» To do
Reproduce the following records exactly from the line containing "Mark each instance of the green" onward, ending with the last line and including it.

--- begin Entries supplied ---

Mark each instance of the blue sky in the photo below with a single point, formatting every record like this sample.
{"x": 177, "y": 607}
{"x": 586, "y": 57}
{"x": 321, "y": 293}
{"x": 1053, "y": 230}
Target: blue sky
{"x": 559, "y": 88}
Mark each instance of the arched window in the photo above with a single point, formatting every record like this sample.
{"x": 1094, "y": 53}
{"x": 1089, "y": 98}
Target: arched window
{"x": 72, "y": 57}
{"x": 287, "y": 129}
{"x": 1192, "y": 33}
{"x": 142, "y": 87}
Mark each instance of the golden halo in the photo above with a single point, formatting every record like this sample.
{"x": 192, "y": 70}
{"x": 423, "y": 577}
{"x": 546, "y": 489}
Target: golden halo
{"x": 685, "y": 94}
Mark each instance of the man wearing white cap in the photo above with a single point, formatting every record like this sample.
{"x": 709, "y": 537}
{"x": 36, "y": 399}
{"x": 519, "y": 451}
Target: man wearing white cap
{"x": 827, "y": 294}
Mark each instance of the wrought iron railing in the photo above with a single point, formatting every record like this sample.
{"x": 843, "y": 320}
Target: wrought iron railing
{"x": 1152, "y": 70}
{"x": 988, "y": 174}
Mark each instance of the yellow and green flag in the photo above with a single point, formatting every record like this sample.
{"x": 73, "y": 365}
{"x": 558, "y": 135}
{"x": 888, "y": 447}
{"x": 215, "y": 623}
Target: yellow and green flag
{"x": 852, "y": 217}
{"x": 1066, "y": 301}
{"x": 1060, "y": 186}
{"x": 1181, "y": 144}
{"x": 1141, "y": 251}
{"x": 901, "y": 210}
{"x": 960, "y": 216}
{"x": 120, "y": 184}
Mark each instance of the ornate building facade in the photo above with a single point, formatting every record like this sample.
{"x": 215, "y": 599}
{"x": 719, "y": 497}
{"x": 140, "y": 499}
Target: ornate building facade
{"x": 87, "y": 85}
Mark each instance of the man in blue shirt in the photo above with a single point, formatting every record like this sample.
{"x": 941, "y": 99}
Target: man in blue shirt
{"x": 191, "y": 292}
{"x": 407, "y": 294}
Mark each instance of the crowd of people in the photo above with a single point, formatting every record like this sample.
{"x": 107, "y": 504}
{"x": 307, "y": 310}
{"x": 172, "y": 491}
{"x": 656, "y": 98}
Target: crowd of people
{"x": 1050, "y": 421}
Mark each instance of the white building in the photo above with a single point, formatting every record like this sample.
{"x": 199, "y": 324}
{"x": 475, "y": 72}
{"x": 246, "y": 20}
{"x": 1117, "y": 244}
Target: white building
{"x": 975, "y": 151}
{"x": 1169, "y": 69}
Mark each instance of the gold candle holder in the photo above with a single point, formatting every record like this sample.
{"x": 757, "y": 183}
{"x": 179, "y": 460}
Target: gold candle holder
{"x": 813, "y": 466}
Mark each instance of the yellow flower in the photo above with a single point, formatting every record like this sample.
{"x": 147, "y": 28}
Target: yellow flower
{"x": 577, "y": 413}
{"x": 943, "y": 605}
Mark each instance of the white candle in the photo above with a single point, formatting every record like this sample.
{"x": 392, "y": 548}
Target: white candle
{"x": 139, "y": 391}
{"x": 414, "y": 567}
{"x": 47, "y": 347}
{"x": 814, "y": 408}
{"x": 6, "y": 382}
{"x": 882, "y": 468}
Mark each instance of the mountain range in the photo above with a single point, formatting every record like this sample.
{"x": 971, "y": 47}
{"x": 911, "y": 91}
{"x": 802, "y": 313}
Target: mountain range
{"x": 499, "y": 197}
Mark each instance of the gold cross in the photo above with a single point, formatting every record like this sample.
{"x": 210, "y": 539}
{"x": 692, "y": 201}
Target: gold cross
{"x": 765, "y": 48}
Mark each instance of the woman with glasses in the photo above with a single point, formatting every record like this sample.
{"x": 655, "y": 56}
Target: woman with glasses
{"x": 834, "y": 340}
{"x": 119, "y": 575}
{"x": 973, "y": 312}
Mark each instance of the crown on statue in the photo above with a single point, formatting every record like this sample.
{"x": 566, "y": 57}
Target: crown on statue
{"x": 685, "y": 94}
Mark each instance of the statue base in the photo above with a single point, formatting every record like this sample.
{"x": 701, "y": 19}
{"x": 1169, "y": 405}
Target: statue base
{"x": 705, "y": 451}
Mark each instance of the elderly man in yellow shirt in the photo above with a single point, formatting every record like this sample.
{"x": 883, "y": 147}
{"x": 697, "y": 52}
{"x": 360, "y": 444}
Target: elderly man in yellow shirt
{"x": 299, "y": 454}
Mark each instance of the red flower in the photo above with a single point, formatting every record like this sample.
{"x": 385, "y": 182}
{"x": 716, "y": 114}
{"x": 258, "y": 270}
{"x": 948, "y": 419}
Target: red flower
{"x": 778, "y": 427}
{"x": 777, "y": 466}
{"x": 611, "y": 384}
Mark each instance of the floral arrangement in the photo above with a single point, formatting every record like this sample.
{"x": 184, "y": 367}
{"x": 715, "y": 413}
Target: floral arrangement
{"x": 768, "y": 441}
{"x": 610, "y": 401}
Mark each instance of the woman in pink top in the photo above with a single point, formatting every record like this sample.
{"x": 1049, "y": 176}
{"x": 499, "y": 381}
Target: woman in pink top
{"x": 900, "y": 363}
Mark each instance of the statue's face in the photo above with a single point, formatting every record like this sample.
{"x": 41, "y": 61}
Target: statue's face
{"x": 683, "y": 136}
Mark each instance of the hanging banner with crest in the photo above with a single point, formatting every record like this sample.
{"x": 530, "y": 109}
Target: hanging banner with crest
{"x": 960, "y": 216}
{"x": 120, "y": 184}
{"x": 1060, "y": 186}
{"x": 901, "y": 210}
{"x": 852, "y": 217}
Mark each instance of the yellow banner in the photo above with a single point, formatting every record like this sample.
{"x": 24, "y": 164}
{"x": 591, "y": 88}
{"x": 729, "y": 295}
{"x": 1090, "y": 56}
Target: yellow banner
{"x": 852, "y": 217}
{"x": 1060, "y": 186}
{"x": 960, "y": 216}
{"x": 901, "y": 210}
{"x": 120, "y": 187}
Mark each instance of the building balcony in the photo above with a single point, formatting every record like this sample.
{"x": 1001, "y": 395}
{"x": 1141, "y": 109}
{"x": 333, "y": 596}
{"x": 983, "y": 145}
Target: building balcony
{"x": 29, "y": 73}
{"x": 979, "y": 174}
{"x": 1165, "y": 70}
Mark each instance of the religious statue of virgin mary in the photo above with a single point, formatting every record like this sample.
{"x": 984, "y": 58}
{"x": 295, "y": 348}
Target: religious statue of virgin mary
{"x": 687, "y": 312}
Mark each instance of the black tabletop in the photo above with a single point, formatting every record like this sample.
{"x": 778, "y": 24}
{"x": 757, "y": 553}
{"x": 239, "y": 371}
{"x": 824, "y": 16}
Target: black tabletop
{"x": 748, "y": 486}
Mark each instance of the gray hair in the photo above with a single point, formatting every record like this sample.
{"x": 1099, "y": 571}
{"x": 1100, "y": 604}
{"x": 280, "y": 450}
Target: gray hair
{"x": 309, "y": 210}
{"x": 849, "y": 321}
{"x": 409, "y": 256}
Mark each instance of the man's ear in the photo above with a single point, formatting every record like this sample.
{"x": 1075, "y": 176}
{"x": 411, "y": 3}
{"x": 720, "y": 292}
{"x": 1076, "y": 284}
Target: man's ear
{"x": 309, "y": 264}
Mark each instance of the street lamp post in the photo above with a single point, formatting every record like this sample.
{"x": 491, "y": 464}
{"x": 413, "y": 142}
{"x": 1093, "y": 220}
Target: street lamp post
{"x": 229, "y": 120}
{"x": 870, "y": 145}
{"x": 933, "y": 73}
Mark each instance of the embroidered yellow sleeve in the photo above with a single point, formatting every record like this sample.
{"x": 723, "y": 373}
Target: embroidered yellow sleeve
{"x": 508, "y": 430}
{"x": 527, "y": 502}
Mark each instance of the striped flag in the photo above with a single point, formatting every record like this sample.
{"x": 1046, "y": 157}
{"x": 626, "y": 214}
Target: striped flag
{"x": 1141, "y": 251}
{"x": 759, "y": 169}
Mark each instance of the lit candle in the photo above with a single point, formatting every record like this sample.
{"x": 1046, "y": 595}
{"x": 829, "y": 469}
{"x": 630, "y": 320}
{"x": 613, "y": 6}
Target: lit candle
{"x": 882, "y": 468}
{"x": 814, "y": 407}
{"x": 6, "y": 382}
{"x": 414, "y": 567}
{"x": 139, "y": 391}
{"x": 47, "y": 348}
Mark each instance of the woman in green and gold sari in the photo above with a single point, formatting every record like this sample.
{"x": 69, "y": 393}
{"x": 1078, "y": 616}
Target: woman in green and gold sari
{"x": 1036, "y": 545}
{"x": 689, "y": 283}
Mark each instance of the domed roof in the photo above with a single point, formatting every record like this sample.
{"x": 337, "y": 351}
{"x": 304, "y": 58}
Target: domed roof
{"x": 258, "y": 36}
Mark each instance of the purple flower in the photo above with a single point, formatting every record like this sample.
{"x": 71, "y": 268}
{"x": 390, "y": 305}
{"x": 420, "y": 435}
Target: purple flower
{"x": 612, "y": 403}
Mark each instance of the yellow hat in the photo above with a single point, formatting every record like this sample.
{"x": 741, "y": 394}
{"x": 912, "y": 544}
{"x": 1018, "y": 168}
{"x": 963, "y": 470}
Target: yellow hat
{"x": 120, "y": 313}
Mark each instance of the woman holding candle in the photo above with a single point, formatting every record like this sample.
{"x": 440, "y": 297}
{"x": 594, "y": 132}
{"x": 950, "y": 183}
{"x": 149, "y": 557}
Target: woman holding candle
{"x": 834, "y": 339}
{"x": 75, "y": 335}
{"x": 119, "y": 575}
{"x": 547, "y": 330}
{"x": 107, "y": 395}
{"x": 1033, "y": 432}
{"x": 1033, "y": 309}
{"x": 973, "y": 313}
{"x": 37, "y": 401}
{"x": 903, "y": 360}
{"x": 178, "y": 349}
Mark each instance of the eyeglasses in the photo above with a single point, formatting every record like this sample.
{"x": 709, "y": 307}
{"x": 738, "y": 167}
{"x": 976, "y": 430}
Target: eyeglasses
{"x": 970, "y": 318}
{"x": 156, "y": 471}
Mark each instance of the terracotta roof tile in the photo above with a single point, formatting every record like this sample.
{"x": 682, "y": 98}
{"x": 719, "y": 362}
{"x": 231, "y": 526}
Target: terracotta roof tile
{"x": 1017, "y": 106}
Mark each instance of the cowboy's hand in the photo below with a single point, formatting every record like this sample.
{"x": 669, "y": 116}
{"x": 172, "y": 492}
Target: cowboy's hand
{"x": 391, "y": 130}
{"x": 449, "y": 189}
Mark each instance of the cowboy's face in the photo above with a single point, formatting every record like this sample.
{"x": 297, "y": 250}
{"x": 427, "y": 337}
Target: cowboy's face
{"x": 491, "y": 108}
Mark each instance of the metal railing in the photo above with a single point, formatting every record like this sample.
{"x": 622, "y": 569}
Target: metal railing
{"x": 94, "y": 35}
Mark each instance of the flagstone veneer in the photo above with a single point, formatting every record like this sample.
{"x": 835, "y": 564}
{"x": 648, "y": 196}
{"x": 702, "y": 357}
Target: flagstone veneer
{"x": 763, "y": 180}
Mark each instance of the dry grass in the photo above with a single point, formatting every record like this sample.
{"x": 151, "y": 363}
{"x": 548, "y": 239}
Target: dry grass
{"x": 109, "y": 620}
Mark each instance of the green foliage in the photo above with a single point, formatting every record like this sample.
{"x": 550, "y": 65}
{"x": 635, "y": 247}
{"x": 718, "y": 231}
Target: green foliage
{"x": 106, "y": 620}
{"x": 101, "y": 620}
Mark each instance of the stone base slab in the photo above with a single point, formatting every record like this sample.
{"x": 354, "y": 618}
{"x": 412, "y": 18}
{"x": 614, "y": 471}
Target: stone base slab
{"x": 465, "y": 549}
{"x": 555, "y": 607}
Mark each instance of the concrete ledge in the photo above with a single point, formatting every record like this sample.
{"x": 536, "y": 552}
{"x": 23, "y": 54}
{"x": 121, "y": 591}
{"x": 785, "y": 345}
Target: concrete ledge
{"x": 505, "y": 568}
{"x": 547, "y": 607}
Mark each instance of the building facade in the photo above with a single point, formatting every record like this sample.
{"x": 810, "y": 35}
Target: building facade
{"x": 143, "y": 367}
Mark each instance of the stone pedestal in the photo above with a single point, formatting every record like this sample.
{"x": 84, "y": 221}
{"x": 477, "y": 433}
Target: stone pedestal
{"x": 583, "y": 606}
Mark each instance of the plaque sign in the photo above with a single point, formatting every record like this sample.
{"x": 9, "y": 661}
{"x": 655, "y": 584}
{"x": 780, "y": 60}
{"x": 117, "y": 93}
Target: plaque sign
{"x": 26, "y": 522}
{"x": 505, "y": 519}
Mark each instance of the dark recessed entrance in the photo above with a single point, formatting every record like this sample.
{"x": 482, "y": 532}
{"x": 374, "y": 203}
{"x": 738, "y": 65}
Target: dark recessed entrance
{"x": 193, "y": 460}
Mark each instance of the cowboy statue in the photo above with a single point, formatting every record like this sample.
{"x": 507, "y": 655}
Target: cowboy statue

--- end Entries supplied ---

» Complete output
Mark each instance of the green foliage in the photo above with a single point, formatting every record like this sample.
{"x": 550, "y": 65}
{"x": 635, "y": 247}
{"x": 718, "y": 231}
Target: green foliage
{"x": 106, "y": 620}
{"x": 101, "y": 620}
Mark each instance of the stone base slab in the photo above with a single point, formatting every record like this sample.
{"x": 354, "y": 618}
{"x": 412, "y": 18}
{"x": 614, "y": 471}
Target: stone base slab
{"x": 465, "y": 549}
{"x": 555, "y": 607}
Mark each instance of the concrete ledge in the photo above with a single point, formatting every record like this sample.
{"x": 536, "y": 552}
{"x": 23, "y": 54}
{"x": 121, "y": 591}
{"x": 785, "y": 345}
Target: concrete ledge
{"x": 505, "y": 568}
{"x": 547, "y": 607}
Mark each instance of the building facade in the photo above with a single point, formatting every record like this sample.
{"x": 810, "y": 35}
Target: building facade
{"x": 143, "y": 367}
Mark each instance of the stone pedestal in the photo above with a single point, formatting every record like this sample.
{"x": 84, "y": 221}
{"x": 477, "y": 433}
Target: stone pedestal
{"x": 583, "y": 606}
Mark each instance of the plaque sign in the photo above with a single point, formatting every record like this sample.
{"x": 9, "y": 661}
{"x": 655, "y": 584}
{"x": 780, "y": 60}
{"x": 117, "y": 93}
Target: plaque sign
{"x": 26, "y": 522}
{"x": 505, "y": 519}
Mark each instance of the dark recessed entrance in the photo above with a single point, formatting every record like this sample.
{"x": 482, "y": 532}
{"x": 374, "y": 203}
{"x": 738, "y": 65}
Target: dark recessed entrance
{"x": 193, "y": 460}
Mark each instance of the cowboy statue in the photo above with a single point, formatting every record like this sample.
{"x": 507, "y": 655}
Target: cowboy statue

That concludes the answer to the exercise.